■ TASK ITEM ■
Word for word, restate every record.

■ MATERIAL PROVIDED ■
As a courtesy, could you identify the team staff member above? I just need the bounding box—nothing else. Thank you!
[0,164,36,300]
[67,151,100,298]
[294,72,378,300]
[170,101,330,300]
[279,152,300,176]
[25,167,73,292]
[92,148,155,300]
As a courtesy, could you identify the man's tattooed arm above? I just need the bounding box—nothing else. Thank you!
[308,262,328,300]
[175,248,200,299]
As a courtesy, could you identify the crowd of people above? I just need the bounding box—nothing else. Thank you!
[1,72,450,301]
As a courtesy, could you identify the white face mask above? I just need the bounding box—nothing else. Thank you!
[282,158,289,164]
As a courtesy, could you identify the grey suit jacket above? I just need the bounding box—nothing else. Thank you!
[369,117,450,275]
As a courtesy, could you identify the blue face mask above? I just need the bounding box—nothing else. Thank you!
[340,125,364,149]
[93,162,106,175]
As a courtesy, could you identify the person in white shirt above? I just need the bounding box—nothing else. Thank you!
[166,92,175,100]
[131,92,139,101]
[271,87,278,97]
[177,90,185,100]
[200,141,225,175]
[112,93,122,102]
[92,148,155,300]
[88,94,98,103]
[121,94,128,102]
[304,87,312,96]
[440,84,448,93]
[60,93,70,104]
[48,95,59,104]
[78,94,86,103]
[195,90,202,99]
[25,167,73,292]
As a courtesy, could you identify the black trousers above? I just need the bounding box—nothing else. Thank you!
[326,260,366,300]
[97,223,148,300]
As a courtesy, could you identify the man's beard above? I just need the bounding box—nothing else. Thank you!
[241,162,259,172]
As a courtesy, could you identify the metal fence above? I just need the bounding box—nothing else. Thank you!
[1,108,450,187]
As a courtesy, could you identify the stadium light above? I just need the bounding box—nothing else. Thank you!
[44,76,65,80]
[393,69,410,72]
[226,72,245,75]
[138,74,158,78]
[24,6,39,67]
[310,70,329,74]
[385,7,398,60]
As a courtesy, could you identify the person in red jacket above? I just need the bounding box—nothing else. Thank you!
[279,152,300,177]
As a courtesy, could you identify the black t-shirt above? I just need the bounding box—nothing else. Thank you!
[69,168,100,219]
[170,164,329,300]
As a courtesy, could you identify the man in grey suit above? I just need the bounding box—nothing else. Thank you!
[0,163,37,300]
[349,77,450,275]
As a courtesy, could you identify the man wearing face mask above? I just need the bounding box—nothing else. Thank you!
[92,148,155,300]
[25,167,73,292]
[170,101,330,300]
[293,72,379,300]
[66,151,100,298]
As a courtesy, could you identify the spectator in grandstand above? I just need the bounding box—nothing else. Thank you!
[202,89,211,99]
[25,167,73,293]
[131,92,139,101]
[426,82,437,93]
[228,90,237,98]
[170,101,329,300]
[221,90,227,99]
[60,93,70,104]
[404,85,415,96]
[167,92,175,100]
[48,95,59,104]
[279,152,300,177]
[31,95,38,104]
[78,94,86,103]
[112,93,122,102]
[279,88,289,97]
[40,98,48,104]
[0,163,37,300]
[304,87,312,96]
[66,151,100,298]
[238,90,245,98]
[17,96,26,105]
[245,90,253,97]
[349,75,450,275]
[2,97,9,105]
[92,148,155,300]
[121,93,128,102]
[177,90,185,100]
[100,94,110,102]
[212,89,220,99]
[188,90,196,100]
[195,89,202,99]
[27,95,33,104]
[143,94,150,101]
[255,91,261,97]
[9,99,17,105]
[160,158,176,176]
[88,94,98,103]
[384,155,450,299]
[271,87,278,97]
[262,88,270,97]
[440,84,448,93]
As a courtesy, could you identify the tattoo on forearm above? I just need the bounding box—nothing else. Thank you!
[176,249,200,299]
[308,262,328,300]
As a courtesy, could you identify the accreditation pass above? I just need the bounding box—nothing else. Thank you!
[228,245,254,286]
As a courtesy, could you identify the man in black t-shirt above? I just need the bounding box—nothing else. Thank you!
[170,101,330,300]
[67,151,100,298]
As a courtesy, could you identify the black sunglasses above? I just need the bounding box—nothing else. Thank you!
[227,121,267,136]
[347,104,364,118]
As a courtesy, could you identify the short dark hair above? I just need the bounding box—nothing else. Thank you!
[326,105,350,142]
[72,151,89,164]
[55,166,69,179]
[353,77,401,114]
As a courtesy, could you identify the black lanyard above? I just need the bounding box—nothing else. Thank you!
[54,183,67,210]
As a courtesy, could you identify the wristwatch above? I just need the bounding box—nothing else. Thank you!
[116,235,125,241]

■ SOLUTION BELOW ■
As a courtesy, could you identify the team staff member above? I just need the bounding box—nothing else. Thank you!
[0,164,36,300]
[67,151,100,298]
[294,72,378,300]
[170,101,330,300]
[279,152,300,176]
[25,167,73,292]
[92,148,155,300]
As a courtesy, could you identify the man's tattooed arm above? I just need the bounding box—nothing else. Thank you!
[308,262,328,300]
[175,248,200,299]
As a courtesy, could you identify the crowd of people above? I just need the bounding box—nothing else. Thank you!
[1,72,450,301]
As a courtesy, could you identify the white face mask above? I just need the bounding box—nothing else. Thank you!
[282,158,289,164]
As a courtesy, could you identify the grey suit jacket above? I just need the bounding box—nothing else. Thank you!
[369,117,450,275]
As a courtesy, could you identify the blue face mask above? I just need the bounding box—nothing else. Thank you!
[340,125,364,149]
[93,162,106,175]
As a courtesy, could you identify the person in white shirt above? I just need the bounding box—nothing else. Thank you!
[166,92,175,100]
[131,92,139,101]
[271,87,278,97]
[177,90,185,100]
[200,141,225,175]
[112,93,122,102]
[92,148,155,300]
[88,94,98,103]
[121,94,128,102]
[304,87,312,96]
[440,84,448,93]
[60,93,70,104]
[48,95,59,104]
[78,94,86,103]
[195,90,202,99]
[25,167,73,292]
As a courtesy, could you identify the black trousers above? I just need the bounding box—nothing else. Thank you!
[326,260,366,300]
[97,223,148,300]
As a courtesy, could you identify the man's beard above? I just need the bounding box—nothing else. Thank you!
[241,162,259,172]
As a courtesy, could you identify the metal fence above? I just need the bounding box—nothing else. Thank you!
[1,108,450,187]
As a courtesy, could you identify the stadium light above? I just need the bounding box—nothing else. Thank you!
[44,76,65,80]
[393,69,410,72]
[226,72,245,75]
[138,74,158,78]
[24,6,39,67]
[310,70,329,74]
[385,7,398,60]
As a courtesy, could you identify the person in red jacket above? I just need the bounding box—nothing else. Thank you!
[279,152,300,177]
As a courtesy, could you identify the black t-shirt above? I just need the bounding box—nothing else. Thank you!
[69,168,100,219]
[170,164,329,300]
As a courtesy, could you identify the man in grey suit above? I just need the bounding box—nothing else. Thank you!
[0,163,37,300]
[349,77,450,275]
As a courtesy, could you identify the man wearing face mask above? I just need the bounding box—nothing else. Thank you!
[92,148,155,300]
[25,167,73,292]
[170,101,330,300]
[293,72,379,300]
[66,151,100,298]
As a courtesy, could you identify the spectator in grandstand above? I just need the bounding box—nothing else. Thank you!
[202,89,211,99]
[25,167,73,293]
[131,92,139,101]
[426,82,437,93]
[228,90,237,98]
[170,101,329,300]
[221,90,227,99]
[60,93,70,104]
[404,85,415,96]
[167,92,175,100]
[48,95,59,104]
[279,152,300,177]
[31,95,38,104]
[78,94,86,103]
[112,93,122,102]
[279,88,289,97]
[40,98,48,104]
[0,163,37,300]
[304,87,312,96]
[66,151,100,298]
[238,90,245,98]
[17,96,26,105]
[245,90,253,97]
[349,75,450,275]
[2,97,9,105]
[92,148,155,300]
[121,93,128,102]
[177,90,185,100]
[100,94,110,102]
[212,89,220,99]
[188,90,196,100]
[195,89,202,99]
[27,95,33,104]
[143,94,150,101]
[255,91,261,97]
[9,99,17,105]
[160,158,176,176]
[88,94,98,103]
[384,155,450,299]
[271,87,278,97]
[262,88,270,97]
[440,84,448,93]
As a courtesy, could you identify the tattoo on forearm above? I just need the bounding box—nothing else. Thank you!
[176,249,200,299]
[308,262,328,300]
As a courtesy, could you identify the accreditation pass above? I just need the bounding box—nothing else. Thank you!
[228,245,254,286]
As a courtesy, could you identify the man in black t-shirt above? I just need the bounding box—nothing else. Thank you!
[170,101,330,300]
[67,151,100,298]
As a courtesy, could you identify the black sunglasses above? I just need the bounding box—nothing else. Thank you!
[227,121,267,136]
[347,104,364,118]
As a courtesy, could you identify the short dark hair above? I just need the bounding box—nothing else. Thank you!
[326,105,350,142]
[72,151,89,164]
[55,166,69,179]
[353,77,401,114]
As a courtesy, could you identify the black lanyard above? I just need the bounding box—nothing else. Thank you!
[54,183,67,210]
As a courtesy, could you identify the wristwatch above? I just need the bounding box—nothing else. Thank you!
[116,235,125,241]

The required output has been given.